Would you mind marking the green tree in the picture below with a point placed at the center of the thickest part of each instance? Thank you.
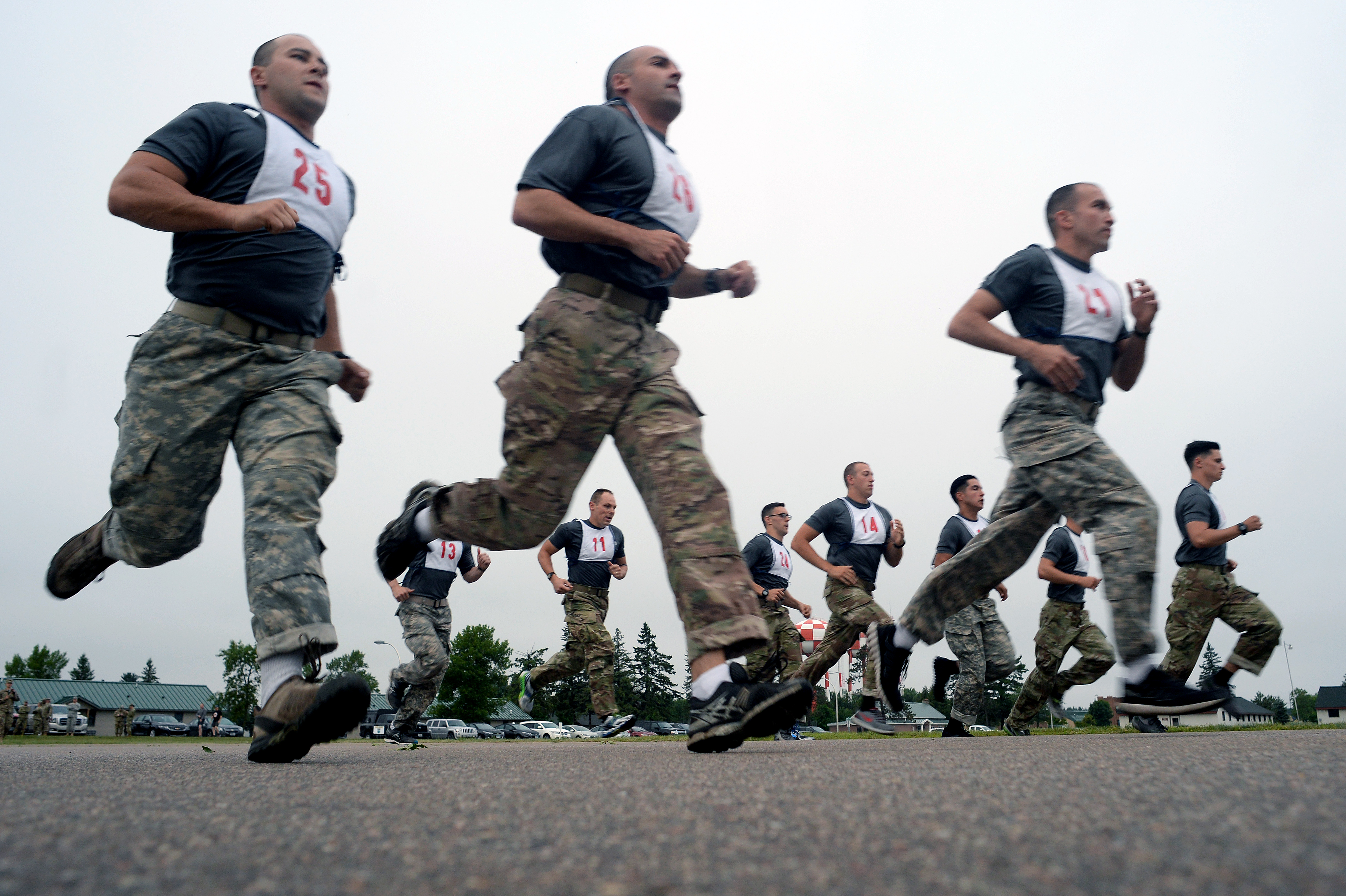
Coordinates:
(1275, 705)
(241, 679)
(652, 677)
(42, 662)
(1100, 713)
(477, 676)
(83, 671)
(1209, 666)
(353, 662)
(1306, 704)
+ + + + +
Please arrange each line of the rows above as a JSON list of strings, one string per line, with blank lines omitted. Leave the pictures out.

[
  "Would you mind marking the green tree in the picture below with a point placed at the center of the thickest part of each instance? Thank you.",
  "Coordinates:",
  "(1275, 705)",
  "(241, 679)",
  "(652, 677)",
  "(42, 662)",
  "(1100, 713)",
  "(477, 676)",
  "(83, 671)",
  "(1209, 666)",
  "(353, 662)",
  "(1306, 704)"
]